_Exercise brief_
Output every one of the rows below verbatim, changing nothing.

[Data entries]
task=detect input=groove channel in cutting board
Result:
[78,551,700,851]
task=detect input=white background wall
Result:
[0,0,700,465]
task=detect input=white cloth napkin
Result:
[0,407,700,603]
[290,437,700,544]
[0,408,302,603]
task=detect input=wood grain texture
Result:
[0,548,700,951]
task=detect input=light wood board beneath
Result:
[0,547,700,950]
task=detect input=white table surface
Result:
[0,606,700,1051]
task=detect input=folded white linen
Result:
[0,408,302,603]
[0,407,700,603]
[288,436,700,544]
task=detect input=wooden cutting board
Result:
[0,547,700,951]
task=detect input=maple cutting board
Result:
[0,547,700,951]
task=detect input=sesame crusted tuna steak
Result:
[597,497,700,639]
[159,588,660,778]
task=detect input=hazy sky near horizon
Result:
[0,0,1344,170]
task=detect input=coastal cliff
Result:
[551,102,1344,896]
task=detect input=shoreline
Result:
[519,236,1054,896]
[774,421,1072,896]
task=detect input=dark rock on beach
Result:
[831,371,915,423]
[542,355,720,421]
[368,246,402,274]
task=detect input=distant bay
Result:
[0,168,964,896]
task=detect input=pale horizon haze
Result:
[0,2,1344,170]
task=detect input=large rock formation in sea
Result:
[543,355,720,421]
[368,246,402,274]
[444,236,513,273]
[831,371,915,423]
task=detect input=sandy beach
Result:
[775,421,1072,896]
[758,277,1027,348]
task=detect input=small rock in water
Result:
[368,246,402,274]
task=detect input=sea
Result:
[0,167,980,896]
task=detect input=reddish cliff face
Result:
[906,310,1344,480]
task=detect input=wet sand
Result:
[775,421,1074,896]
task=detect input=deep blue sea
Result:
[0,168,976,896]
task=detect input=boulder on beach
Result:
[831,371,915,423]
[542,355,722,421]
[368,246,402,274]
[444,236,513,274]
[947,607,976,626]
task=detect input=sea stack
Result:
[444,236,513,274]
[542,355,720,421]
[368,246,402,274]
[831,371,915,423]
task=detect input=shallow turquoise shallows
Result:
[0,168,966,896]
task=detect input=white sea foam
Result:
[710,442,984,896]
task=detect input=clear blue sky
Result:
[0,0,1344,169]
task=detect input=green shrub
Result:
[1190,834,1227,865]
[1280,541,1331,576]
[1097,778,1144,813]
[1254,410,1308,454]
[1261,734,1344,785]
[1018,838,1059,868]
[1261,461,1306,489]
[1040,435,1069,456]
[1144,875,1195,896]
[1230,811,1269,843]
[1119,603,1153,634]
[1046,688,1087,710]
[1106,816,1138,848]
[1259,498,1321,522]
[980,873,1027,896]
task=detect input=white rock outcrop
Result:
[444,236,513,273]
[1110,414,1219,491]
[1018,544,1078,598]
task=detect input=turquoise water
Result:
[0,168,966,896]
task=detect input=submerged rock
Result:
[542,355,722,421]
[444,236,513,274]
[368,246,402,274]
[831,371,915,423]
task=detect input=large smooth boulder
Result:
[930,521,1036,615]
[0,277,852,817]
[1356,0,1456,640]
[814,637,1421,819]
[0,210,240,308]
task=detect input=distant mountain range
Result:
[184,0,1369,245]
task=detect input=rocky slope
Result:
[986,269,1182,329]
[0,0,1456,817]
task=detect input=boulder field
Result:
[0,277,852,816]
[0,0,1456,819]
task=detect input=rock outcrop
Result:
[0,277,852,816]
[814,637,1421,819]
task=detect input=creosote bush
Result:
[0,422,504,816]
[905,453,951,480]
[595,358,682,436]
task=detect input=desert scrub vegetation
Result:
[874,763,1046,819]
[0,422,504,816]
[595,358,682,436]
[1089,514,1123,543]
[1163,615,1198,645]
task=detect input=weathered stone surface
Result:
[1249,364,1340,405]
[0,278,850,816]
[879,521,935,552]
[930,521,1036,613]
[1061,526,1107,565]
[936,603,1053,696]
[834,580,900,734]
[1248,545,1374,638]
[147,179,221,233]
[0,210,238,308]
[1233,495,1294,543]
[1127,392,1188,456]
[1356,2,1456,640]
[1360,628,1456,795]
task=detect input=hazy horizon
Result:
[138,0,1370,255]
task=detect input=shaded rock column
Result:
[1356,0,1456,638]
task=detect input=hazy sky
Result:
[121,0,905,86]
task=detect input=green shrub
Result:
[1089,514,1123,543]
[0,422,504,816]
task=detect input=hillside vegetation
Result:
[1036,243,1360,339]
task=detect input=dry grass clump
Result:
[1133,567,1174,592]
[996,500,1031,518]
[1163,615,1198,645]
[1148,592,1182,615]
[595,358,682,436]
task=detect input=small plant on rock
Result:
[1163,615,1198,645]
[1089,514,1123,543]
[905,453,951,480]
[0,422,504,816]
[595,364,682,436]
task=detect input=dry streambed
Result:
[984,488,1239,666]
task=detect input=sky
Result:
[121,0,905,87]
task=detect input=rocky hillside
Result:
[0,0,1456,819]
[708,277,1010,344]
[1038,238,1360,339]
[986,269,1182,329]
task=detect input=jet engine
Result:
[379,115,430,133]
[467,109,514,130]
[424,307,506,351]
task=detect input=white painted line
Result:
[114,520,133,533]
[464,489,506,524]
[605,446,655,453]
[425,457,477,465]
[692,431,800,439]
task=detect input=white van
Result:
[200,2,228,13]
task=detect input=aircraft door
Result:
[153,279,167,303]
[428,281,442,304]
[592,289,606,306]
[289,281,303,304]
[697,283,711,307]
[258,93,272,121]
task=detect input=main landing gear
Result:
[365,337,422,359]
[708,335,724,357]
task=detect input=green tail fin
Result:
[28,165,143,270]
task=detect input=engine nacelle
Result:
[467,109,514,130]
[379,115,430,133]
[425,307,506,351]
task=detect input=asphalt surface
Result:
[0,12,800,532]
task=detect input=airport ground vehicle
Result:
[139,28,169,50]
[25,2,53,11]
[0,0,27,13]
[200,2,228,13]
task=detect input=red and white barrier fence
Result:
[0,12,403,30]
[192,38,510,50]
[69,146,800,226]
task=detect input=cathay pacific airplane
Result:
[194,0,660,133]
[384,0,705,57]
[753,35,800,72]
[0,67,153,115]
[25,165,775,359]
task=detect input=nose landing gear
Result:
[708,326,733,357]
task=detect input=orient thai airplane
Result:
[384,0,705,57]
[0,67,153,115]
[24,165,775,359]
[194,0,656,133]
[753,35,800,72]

_Solution to the problem_
task=detect input=groove channel in cutting board
Result:
[78,551,700,851]
task=detect input=white background wall
Result:
[0,0,700,465]
task=detect input=white cloth napkin
Result:
[0,407,700,603]
[290,437,700,544]
[0,408,302,603]
task=detect input=wood grain texture
Result:
[0,548,700,951]
task=detect input=light wood board beneath
Result:
[0,547,700,950]
task=detect input=white table surface
Result:
[0,606,700,1051]
task=detect input=folded white linen
Result:
[0,408,302,603]
[0,407,700,603]
[288,436,700,544]
task=detect input=wooden cutting board
Result:
[0,547,700,951]
task=detect input=maple cutting board
Result:
[0,547,700,951]
task=detect input=sesame crusted tuna steak
Result:
[597,497,700,639]
[159,588,660,778]
task=detect input=hazy sky near horizon
Result:
[0,0,1344,170]
task=detect input=coastal cliff
Result:
[551,102,1344,896]
task=detect input=shoreline
Result:
[519,236,1054,896]
[774,421,1072,896]
task=detect input=dark rock on beach
Result:
[831,371,915,423]
[542,355,720,421]
[368,246,402,274]
task=detect input=distant bay
Result:
[0,168,964,896]
task=detect input=pale horizon haze
Result:
[0,2,1344,170]
task=detect input=large rock formation in sea
Result:
[543,355,720,421]
[368,246,402,274]
[444,236,513,273]
[831,371,915,423]
task=detect input=sandy beach
Result:
[775,421,1072,896]
[758,277,1027,348]
task=detect input=small rock in water
Result:
[368,246,402,274]
task=detect input=sea
Result:
[0,167,980,896]
task=detect input=reddish cliff face
Result:
[906,310,1344,480]
task=detect input=wet sand
Result:
[775,421,1074,896]
task=detect input=deep blue sea
Result:
[0,168,976,896]
task=detect input=boulder on beach
Result:
[831,371,915,423]
[542,355,722,421]
[368,246,402,274]
[444,236,513,274]
[947,607,976,626]
task=detect input=sea stack
Result:
[444,236,513,274]
[542,355,720,421]
[368,246,402,274]
[831,371,915,423]
task=detect input=shallow turquoise shallows
Result:
[0,168,966,896]
task=detect input=white sea foam
Result:
[710,442,984,896]
task=detect input=clear blue sky
Result:
[0,0,1344,169]
task=detect input=green shrub
Result:
[1190,834,1227,865]
[1280,541,1331,576]
[1097,778,1144,813]
[1254,410,1308,454]
[1261,734,1344,785]
[1018,838,1059,868]
[1261,461,1306,489]
[1040,435,1069,456]
[1144,875,1195,896]
[1230,811,1269,843]
[1119,603,1153,634]
[1046,688,1087,710]
[1106,816,1138,848]
[1259,498,1321,522]
[980,873,1027,896]
task=detect input=white rock outcrop
Result:
[444,236,513,273]
[1110,414,1219,491]
[1018,544,1078,598]
task=detect input=turquoise water
Result:
[0,168,966,896]
task=detect input=submerged rock
Result:
[542,355,722,421]
[444,236,513,274]
[368,246,402,274]
[831,371,915,423]
task=detect input=large smooth boulder
Result:
[930,521,1036,615]
[0,277,852,817]
[1356,0,1456,640]
[814,637,1421,819]
[0,210,240,308]
task=detect input=distant mountain range
Result:
[184,0,1369,245]
task=detect input=rocky slope
Result:
[986,269,1182,329]
[0,0,1456,817]
task=detect input=boulder field
Result:
[0,277,852,816]
[0,0,1456,819]
task=detect input=rock outcrop
Result:
[0,277,852,816]
[814,637,1421,819]
task=detect input=creosote bush
Result:
[0,422,504,816]
[905,453,951,480]
[595,358,682,436]
task=detect input=desert scrub vegetation
Result:
[874,763,1046,819]
[0,422,504,816]
[595,358,682,436]
[1089,514,1123,543]
[1163,615,1198,645]
task=detect input=weathered stone surface
Result:
[1249,364,1340,405]
[0,278,850,816]
[879,521,935,552]
[930,521,1036,613]
[1061,526,1107,565]
[936,603,1053,696]
[834,580,900,734]
[1248,545,1374,638]
[147,179,221,233]
[0,210,238,308]
[1233,495,1294,543]
[1127,392,1188,456]
[1356,2,1456,640]
[1360,628,1456,795]
task=detect input=hazy horizon
Result:
[138,0,1370,255]
task=detect input=shaded rock column
Result:
[1356,0,1456,638]
task=detect input=hazy sky
Result:
[121,0,905,86]
task=detect input=green shrub
Result:
[1089,514,1123,543]
[0,422,504,816]
task=detect input=hillside vegetation
Result:
[1036,243,1360,339]
task=detect input=dry grass clump
Result:
[1133,567,1174,592]
[996,500,1031,518]
[1163,615,1198,645]
[1148,592,1182,615]
[595,358,682,436]
task=detect input=small plant on rock
Result:
[1163,615,1198,645]
[1089,514,1123,543]
[905,453,951,480]
[0,422,504,816]
[595,364,682,436]
task=detect input=dry streambed
Result:
[984,488,1239,666]
task=detect input=sky
Result:
[121,0,905,87]
task=detect input=rocky hillside
Result:
[0,0,1456,819]
[708,277,1010,344]
[1038,238,1360,339]
[986,269,1182,329]
task=detect input=jet engine
Result:
[379,115,430,133]
[467,109,514,130]
[424,307,506,351]
task=detect input=white painted line
Result:
[114,520,133,533]
[464,489,506,524]
[605,446,655,453]
[425,457,477,465]
[692,431,800,439]
task=detect input=white van
Result:
[200,2,228,13]
task=detect input=aircraft door
Result:
[153,279,167,303]
[428,281,442,304]
[592,289,606,306]
[289,281,303,304]
[697,283,711,307]
[258,93,272,121]
task=detect input=main landing gear
Result:
[365,337,422,359]
[708,335,724,357]
task=detect input=green tail fin
Result:
[28,165,143,270]
task=detect input=engine nacelle
Result:
[467,109,514,130]
[379,115,430,133]
[425,307,506,351]
task=detect input=asphalt surface
Result:
[0,12,800,532]
task=detect input=airport ground vehicle
Result:
[139,28,169,50]
[25,2,53,11]
[0,0,27,13]
[200,2,228,13]
task=detect input=red and white barrier fence
Result:
[0,12,403,30]
[192,38,510,50]
[69,146,800,226]
task=detect input=cathay pacific airplane
Result:
[194,0,660,133]
[384,0,705,57]
[753,35,800,72]
[0,67,153,115]
[25,165,775,359]
task=detect input=nose landing gear
Result:
[708,326,733,357]
task=detect input=orient thai airplane
Result:
[384,0,705,57]
[0,67,153,115]
[24,165,775,359]
[194,0,656,133]
[753,35,800,72]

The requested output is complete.